PROBLEM A =>
Answer these questions from the DDR2 controller post, each on its own line:
(i) Which Virtex 5 device was the controller generated for?
(ii) What did the logic analyzer show about the frequency of clk0, clk90, clkdiv0 and clk200?
(iii) Which two DCM outputs supply the 200 MHz clocks?
PROBLEM B => Reproduce a passage from the DDR2 controller post word for word. Begin at the words "MIG 3.61 DDR2" and stop after the words "through the time.".

PASSAGE TO READ =>
_____
MIG 3.61 DDR2 in Virtex 5

I have tried to generate a DDR2 SDRAM Controller from MIG 3.61 for Virtex 5 XC5VLX50. The behavioral simulation works fine, I can see the DDR2 SDRAM is initialized correctly, and I can read all the data previously written on the DDR2 SDRAM.

 

I have tried to generate the bitstream, and when I have executed the program, the DDR2 never finished the initialization phase. I have checked the clock input signals to make sure all the frequencies that the project needs are correctly generated. When I tried to check the frequency of the signals clk0, clk90, clkdiv0 and clk200 from a logic analyzer, I have observed that the frequency of the signals changes through the time. 

 

At simulation, these frequencies work fine, but when I've checked these signals from hardware, their behavior it does not the same. 

 

For the generation of the clock signals that DDR2 SDRAM module needs, I use a DCM module generated from IPCore Generator. My card has a source clock of 100MHz and I have generated 2 independent 200MHz clocks from the DCM (one from CLKFX and the other from CLK2X outputs). This 2 clocks of 200 MHz are used by the DDR2 SDRAM module generate by MIG (one by internal PLL module to generate clk0, clk90 and clkdiv0, and the other to use just like this with a frequency of 200 MHz).
_____
DATASET RECORDS =>
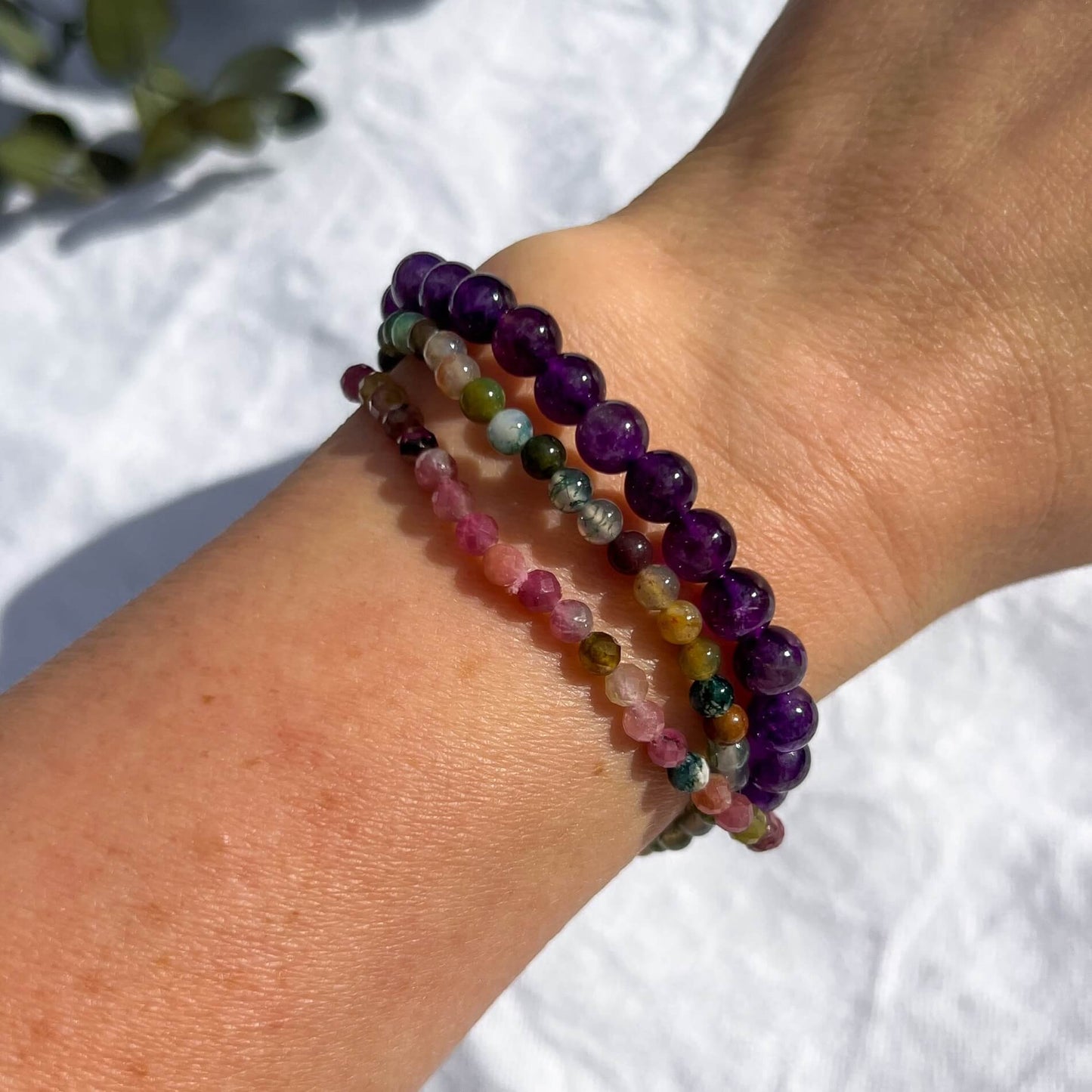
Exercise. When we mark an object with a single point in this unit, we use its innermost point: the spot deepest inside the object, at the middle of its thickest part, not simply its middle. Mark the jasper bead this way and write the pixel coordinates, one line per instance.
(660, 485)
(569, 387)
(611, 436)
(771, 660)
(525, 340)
_____
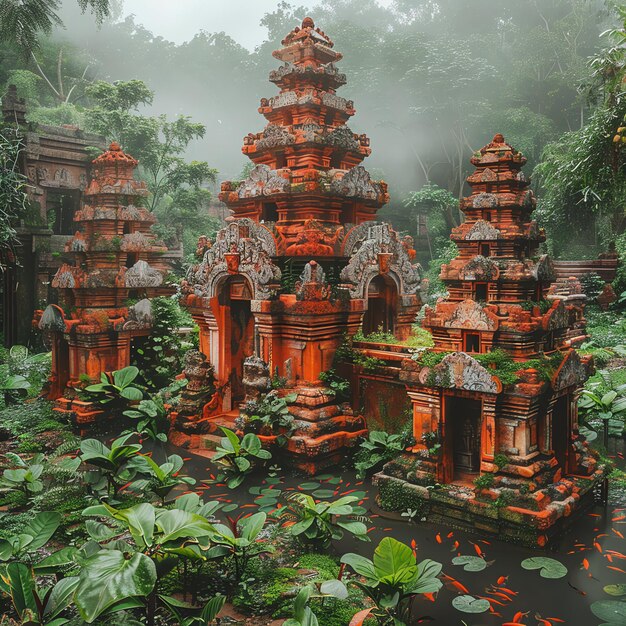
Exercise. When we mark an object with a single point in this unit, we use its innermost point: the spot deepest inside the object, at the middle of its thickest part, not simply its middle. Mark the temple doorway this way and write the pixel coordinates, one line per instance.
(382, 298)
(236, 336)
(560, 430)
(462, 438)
_____
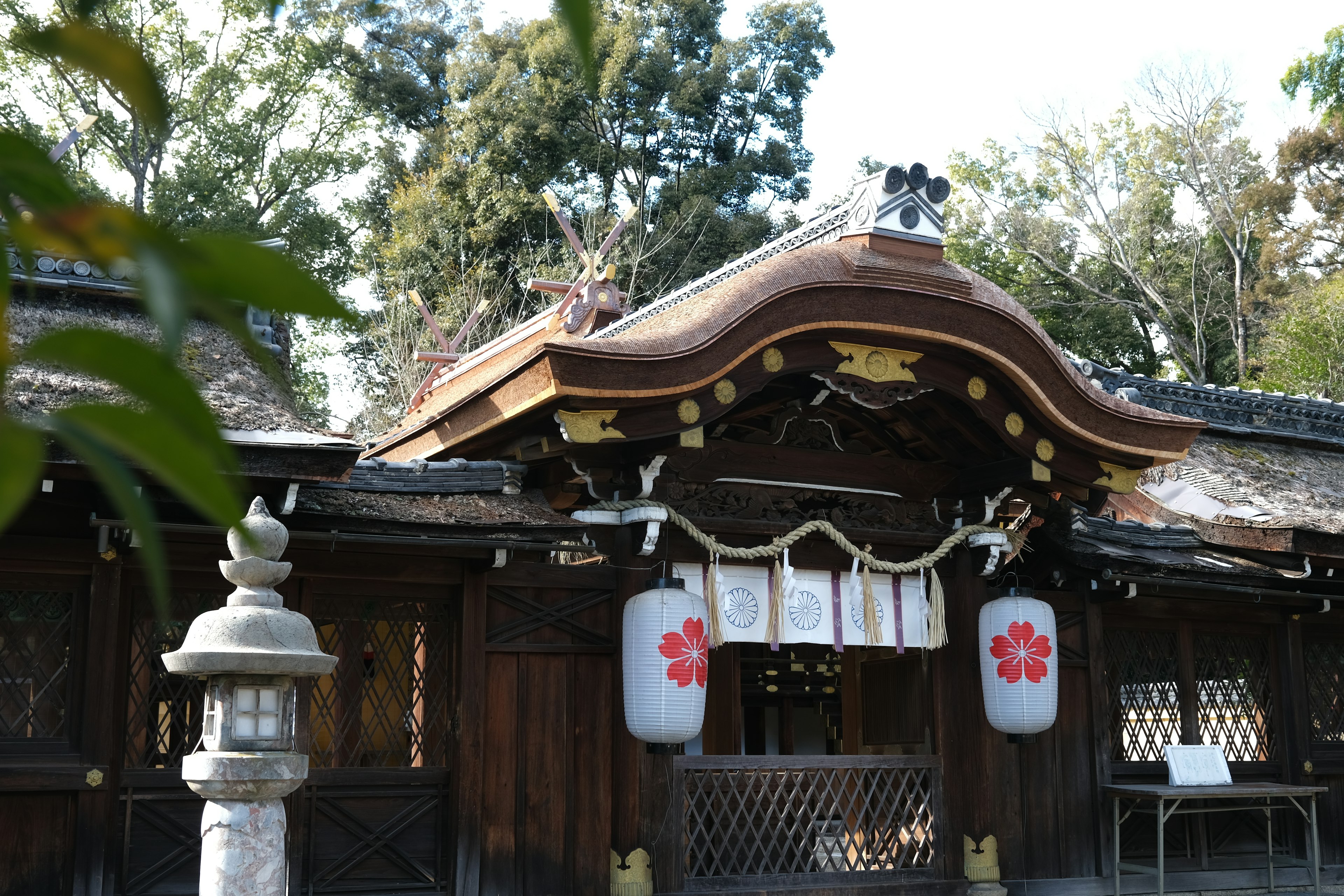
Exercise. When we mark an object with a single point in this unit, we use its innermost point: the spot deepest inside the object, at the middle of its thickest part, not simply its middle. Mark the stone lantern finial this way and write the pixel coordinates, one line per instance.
_____
TASK OUTPUT A =>
(i) The XC5VLX50.
(ii) The frequency of the signals changes over time.
(iii) CLKFX and CLK2X.

TASK OUTPUT B =>
MIG 3.61 DDR2 in Virtex 5

I have tried to generate a DDR2 SDRAM Controller from MIG 3.61 for Virtex 5 XC5VLX50. The behavioral simulation works fine, I can see the DDR2 SDRAM is initialized correctly, and I can read all the data previously written on the DDR2 SDRAM.

 

I have tried to generate the bitstream, and when I have executed the program, the DDR2 never finished the initialization phase. I have checked the clock input signals to make sure all the frequencies that the project needs are correctly generated. When I tried to check the frequency of the signals clk0, clk90, clkdiv0 and clk200 from a logic analyzer, I have observed that the frequency of the signals changes through the time.